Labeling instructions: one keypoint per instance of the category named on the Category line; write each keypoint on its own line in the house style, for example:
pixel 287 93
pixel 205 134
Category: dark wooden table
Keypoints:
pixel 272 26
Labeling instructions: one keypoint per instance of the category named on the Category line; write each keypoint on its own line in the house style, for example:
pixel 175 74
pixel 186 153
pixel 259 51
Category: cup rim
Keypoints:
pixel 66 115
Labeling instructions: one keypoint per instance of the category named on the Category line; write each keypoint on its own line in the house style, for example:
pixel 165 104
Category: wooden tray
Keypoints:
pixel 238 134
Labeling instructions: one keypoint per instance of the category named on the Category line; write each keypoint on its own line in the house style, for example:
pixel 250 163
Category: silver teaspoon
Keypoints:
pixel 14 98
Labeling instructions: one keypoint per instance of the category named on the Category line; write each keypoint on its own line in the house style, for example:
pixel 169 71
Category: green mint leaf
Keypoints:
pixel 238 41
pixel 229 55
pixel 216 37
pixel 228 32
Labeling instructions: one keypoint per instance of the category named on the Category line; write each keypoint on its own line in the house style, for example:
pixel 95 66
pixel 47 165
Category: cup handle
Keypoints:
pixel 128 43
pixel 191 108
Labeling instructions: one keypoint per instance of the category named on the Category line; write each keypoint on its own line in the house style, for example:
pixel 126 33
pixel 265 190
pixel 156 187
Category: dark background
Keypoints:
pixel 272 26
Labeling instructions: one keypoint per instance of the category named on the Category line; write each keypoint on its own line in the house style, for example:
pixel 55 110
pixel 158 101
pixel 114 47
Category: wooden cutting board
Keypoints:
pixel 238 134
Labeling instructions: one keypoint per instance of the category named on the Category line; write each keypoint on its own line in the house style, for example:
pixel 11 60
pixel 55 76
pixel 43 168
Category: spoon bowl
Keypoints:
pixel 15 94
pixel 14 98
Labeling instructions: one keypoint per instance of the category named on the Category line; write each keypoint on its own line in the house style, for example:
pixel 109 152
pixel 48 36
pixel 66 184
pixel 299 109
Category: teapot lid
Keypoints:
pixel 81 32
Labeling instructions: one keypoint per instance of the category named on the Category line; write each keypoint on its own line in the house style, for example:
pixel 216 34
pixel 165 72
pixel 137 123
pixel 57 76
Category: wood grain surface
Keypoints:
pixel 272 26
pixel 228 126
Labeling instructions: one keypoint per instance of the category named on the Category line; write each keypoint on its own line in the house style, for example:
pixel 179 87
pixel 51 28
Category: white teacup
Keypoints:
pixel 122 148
+ + +
■ **Problem to solve**: In your answer, reproduce every entry exactly as it was written.

■ **Reply**:
Labeling instructions: one keypoint per instance of the category named on the Category line; write each keypoint on its own line in the house style, for example:
pixel 287 93
pixel 205 134
Category: dark wooden table
Keypoints:
pixel 272 26
Labeling instructions: one keypoint per instance of the category named on the Category line; write each keypoint on its own line in the house style, for example:
pixel 175 74
pixel 186 153
pixel 259 51
Category: cup rim
Keypoints:
pixel 66 115
Labeling instructions: one keypoint per instance of the category named on the Category line; write each keypoint on its own line in the house style, for example:
pixel 165 104
Category: wooden tray
Keypoints:
pixel 238 134
Labeling instructions: one keypoint per instance of the category named on the Category line; write each keypoint on its own line in the house style, for example:
pixel 250 163
Category: silver teaspoon
Keypoints:
pixel 14 98
Labeling instructions: one keypoint per instance of the category named on the Category line; write each keypoint on its own line in the house style, for example:
pixel 169 71
Category: green mint leaf
Keypoints:
pixel 238 41
pixel 229 55
pixel 216 37
pixel 228 32
Labeling instructions: one keypoint per instance of the category named on the Category line; write each keypoint on its own line in the house style, for example:
pixel 95 66
pixel 47 165
Category: cup handle
Keypoints:
pixel 128 43
pixel 191 108
Labeling instructions: one keypoint per instance of the category named on the Category line; write each keypoint on its own line in the house style, for example:
pixel 126 33
pixel 265 190
pixel 156 187
Category: dark background
Keypoints:
pixel 272 26
Labeling instructions: one keypoint per instance of the category named on the Category line; write each keypoint on its own line in the house style, for example:
pixel 55 110
pixel 158 101
pixel 114 47
Category: wooden cutting board
Keypoints:
pixel 238 134
Labeling instructions: one keypoint per instance of the category named on the Category line; write each keypoint on its own line in the house style, for example:
pixel 11 60
pixel 55 76
pixel 43 168
Category: spoon bowl
Keypoints:
pixel 15 94
pixel 14 98
Labeling instructions: one keypoint per instance of the category named on the Category line; write each keypoint on its own line in the house style, for example:
pixel 109 152
pixel 48 36
pixel 66 184
pixel 299 109
Category: teapot lid
Keypoints:
pixel 81 32
Labeling instructions: one keypoint per instance of the category named on the Category line; write each keypoint on its own line in the house style, for example:
pixel 216 34
pixel 165 72
pixel 137 123
pixel 57 76
Category: wood grain surface
Keypoints:
pixel 272 26
pixel 228 126
Labeling instructions: one keypoint per instance of the category named on the Category line; write each keypoint on its own line in the house style, for example:
pixel 179 87
pixel 51 28
Category: white teacup
Keypoints:
pixel 122 148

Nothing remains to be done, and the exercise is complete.